:: JOBS ::
1. Reproduce the passage of the PSO clustering paper that begins at the words "Abstract: This paper" and stops after "evaluate its performance.", putting "cluster centers" in place of "centroids".
2. Write the next part of the paper on clustering with particle swarm optimization, starting after its last sentence.

NEW APPROACHES TO CLUSTERING DATA
Using the Particle Swarm Optimization Algorithm
Ahmed Ali Abdalla Esmin
Department of Computer Science (DCC), Federal University of Lavras (UFLA), Brazil
Dilson Lucas Pereira
Department of Computer Science (DCC), Federal University of Lavras (UFLA), Brazil
Keywords: PSO, Data clustering.
Abstract: This paper presents a new proposal for data clustering based on the Particle Swarm Optimization Algorithm
(PSO). In the PSO algorithm, each individual in the population searches for a solution taking into account
the best individual in a certain neighbourhood and its own past best solution as well. In the present work, the
PSO algorithm was adapted by using different finenesses functions and considered the situation where the
data is uniformly distributed. It is shown how PSO can be used to find the centroids of a user specified
number of clusters. The proposed method was applied in an unsupervised fashion to a number of benchmark
classification problems and in order to evaluate its performance.
1 INTRODUCTION
The amount of available data and information
collected nowadays is greater than the human
capability to analysis and extracting knowledge from
it. To helpful in the analysis and to extract
knowledge efficiently and automatically new
techniques and new algorithms need to be
developed.
Clustering is an important problem that must often
be solved as a part of more complicated tasks in
pattern recognition, image analysis and other fields
of science and engineering. Clustering, is one of the
main tasks of knowledge discovery from databases
(KDD) (Fayyad, 1996), and consists of finding
groups within a certain set of data in which each
group contains objects similar to each other and
different from those of other groups (Fayyad 1996),
(Jiawei, 2001) and (Fränti, 2002).

:: DATA SECTION ::
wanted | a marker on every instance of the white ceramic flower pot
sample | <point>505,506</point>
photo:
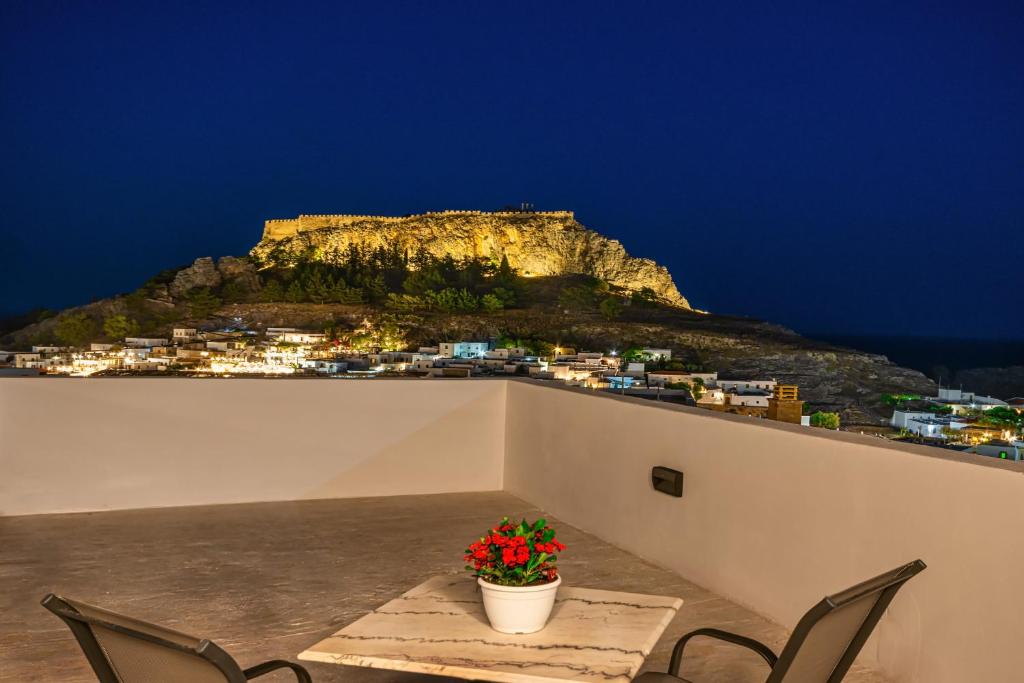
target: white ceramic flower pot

:: TASK-BY-TASK OUTPUTS ::
1.
Abstract: This paper presents a new proposal for data clustering based on the Particle Swarm Optimization Algorithm
(PSO). In the PSO algorithm, each individual in the population searches for a solution taking into account
the best individual in a certain neighbourhood and its own past best solution as well. In the present work, the
PSO algorithm was adapted by using different finenesses functions and considered the situation where the
data is uniformly distributed. It is shown how PSO can be used to find the cluster centers of a user specified
number of clusters. The proposed method was applied in an unsupervised fashion to a number of benchmark
classification problems and in order to evaluate its performance.

2.
In the most of real-world applications the data
bases are very large, with high dimensions, contain
attributes of different domains. The computational
cost of clustering is crucial, and brute force
deterministic algorithms are not appropriate in most
of these real-world cases.
Clustering algorithms can be divided into two
main classes of algorithms (supervised and
unsupervised). In supervised clustering, the learning
algorithm is provided with both the cases (data
points) and the labels that represent the concept to be
learned for each case (has an external teacher that
indicates the target class to which a data vector
should belong). On the other hand, in unsupervised
clustering, the learning algorithm is provided with
just the data points and no labels, the task is to find a
suitable representation of the underlying distribution
of the data (a teacher does not exist, and data vectors
are grouped based on distance from one another).
This paper focuses on unsupervised clustering.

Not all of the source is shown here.